=== GIVEN PROBLEM 1 ===
Please answer these questions from the passage on the Glastonbury Zodiac:
(a) Who first described the Glastonbury Zodiac, and in what decade?
(b) Around what year did John Dee make several visits to the Glastonbury area?
(c) Who is named as Dee's 20th century biographer?
--- Begin GIVEN TEXT ---
According to Ancient-wisdom.com:

“A landscape zodiac (or terrestrial zodiac) is a map of the stars on a gigantic scale, formed by features in the landscape, such as roads, streams and field boundaries. Perhaps the best known alleged example is the Glastonbury ‘Temple of the Stars‘, situated around Glastonbury in Somerset, England. The Glastonbury Zodiac was first described by the artist, Katharine Maltwood in the 1920s…

Katherine Maltwood’s revelations had been fed by her remembering reading ‘the 13th century antiquarian William of Malmesbury’s gnomic comment that Glastonbury was a “heavenly sanctuary on Earth.” (6)

The occultist Dr. John Dee, following Druidic/Hermetic traditions, made several visits to the area around 1580 from which he prepared charts and a commentary regarding what he called ‘Merlin’s Secret’ around Glastonbury. Dee had noted the unusual arrangements of prehistoric earthworks in the Glastonbury area, as Richard Deacon, his 20th century biographer notes. (6) He makes clear mention of the way they apparently represented the constellations of the Zodiac in the following sentence:

“The Starres which agree with their reproductions,” Dee wrote, “on the ground do lye onlie on the celestial path of the sonne, moon and planets…thus is astrologie and astronomie carefullie and exactley married and measured in a scientific reconstruction of the heavens which shews that the ancients understode all whic today the lerned know to be facts.”
--- End GIVEN TEXT ---
--- Begin INPUT FOR THIS TASK ---
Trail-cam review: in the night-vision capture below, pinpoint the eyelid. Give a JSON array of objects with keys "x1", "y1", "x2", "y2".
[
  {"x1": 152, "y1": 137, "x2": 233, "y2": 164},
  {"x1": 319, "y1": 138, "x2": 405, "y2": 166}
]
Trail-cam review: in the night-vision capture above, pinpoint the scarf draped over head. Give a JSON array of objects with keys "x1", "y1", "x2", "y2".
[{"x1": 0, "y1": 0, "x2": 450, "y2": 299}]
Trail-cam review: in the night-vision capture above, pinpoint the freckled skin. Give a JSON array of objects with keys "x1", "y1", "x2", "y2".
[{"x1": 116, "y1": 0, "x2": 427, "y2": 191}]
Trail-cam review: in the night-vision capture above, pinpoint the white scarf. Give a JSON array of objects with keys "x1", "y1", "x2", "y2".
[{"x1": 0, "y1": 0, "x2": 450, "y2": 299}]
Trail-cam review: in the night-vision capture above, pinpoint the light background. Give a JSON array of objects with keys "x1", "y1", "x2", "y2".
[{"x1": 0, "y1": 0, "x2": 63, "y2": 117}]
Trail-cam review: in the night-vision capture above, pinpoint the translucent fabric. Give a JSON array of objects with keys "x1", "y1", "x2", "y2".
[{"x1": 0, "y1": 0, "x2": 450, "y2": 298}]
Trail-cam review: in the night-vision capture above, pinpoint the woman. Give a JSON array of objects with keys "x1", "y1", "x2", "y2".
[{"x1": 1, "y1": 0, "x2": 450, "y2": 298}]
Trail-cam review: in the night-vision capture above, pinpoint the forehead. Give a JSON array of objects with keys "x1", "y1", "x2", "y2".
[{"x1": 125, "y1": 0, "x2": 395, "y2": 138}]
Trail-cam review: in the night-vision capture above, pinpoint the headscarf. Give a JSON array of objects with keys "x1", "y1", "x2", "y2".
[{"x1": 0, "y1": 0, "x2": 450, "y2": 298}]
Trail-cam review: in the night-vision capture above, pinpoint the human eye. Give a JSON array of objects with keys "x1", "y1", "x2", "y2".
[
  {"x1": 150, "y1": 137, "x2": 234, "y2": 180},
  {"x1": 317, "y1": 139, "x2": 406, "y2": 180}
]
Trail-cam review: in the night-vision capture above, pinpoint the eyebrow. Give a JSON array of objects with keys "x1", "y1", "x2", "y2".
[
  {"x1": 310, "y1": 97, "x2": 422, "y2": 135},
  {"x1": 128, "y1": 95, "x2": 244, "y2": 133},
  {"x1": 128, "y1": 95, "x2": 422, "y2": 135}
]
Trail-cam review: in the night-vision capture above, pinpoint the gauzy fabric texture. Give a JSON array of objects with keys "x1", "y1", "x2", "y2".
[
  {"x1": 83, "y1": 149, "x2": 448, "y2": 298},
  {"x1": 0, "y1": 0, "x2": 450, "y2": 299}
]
--- End INPUT FOR THIS TASK ---
=== GIVEN PROBLEM 2 ===
Collect every line of the entries above that contains the word "fabric". Case counts.

=== SOLUTION 1 ===
(a) The artist Katharine Maltwood, in the 1920s.
(b) Around 1580.
(c) Richard Deacon.

=== SOLUTION 2 ===
Trail-cam review: in the night-vision capture above, pinpoint the translucent fabric. Give a JSON array of objects with keys "x1", "y1", "x2", "y2".
Trail-cam review: in the night-vision capture above, pinpoint the gauzy fabric texture. Give a JSON array of objects with keys "x1", "y1", "x2", "y2".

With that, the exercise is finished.